__Job__: Turn the listing below, starting at the line containing "Please provide the mask of every instance of the white" and ending with its final line, into a two-column CSV with the headers input and output. Give one row for each text and its answer, putting each value in a single quoted field and replacing line breaks with spaces.

+---+

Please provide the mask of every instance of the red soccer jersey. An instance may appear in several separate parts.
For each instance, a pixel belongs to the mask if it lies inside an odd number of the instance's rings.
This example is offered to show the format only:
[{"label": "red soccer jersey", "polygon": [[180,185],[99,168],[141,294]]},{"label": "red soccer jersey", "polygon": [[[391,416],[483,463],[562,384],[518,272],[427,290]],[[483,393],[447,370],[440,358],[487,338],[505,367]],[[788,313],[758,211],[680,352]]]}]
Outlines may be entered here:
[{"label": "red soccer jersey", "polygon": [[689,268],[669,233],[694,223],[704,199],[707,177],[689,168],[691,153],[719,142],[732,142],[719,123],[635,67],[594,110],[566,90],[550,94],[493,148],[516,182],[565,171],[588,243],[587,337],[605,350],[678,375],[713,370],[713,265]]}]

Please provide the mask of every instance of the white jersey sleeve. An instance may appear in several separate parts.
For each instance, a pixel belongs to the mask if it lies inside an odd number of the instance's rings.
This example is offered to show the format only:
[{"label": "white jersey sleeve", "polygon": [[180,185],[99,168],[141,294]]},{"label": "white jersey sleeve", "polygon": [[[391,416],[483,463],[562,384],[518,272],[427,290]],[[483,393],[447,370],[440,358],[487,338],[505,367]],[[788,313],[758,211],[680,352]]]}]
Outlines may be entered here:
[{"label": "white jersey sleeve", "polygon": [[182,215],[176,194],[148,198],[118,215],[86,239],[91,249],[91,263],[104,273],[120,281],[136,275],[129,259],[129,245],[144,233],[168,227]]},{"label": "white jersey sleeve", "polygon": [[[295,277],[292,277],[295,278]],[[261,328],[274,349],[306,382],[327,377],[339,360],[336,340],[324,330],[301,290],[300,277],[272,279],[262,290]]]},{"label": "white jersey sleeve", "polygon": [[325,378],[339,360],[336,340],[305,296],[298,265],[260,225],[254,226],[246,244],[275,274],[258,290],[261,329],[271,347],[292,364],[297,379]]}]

+---+

__Task solution__:
input,output
"Please provide the mask of every instance of the white jersey sleeve. An instance may appear in several separate parts. For each instance, a pixel belongs to the mask if it lies inside an odd number of the instance's rings. This example is offered to show the format only: [{""label"": ""white jersey sleeve"", ""polygon"": [[180,185],[99,168],[141,294]]},{""label"": ""white jersey sleeve"", ""polygon"": [[[391,416],[483,463],[562,384],[518,272],[427,290]],[[483,393],[447,370],[440,358],[487,338],[505,367]],[[788,313],[758,211],[680,352]]]}] Outlines may be entered here:","[{""label"": ""white jersey sleeve"", ""polygon"": [[182,215],[176,194],[148,198],[118,215],[86,239],[91,249],[91,263],[104,273],[120,281],[136,275],[129,259],[129,245],[144,233],[168,227]]},{""label"": ""white jersey sleeve"", ""polygon"": [[[295,277],[292,277],[295,278]],[[261,328],[274,349],[306,382],[327,377],[339,360],[336,340],[324,330],[301,290],[300,277],[272,279],[262,290]]]},{""label"": ""white jersey sleeve"", ""polygon"": [[325,378],[339,360],[336,340],[305,296],[298,265],[260,225],[254,226],[246,244],[275,274],[258,290],[261,329],[271,347],[292,364],[297,379]]}]"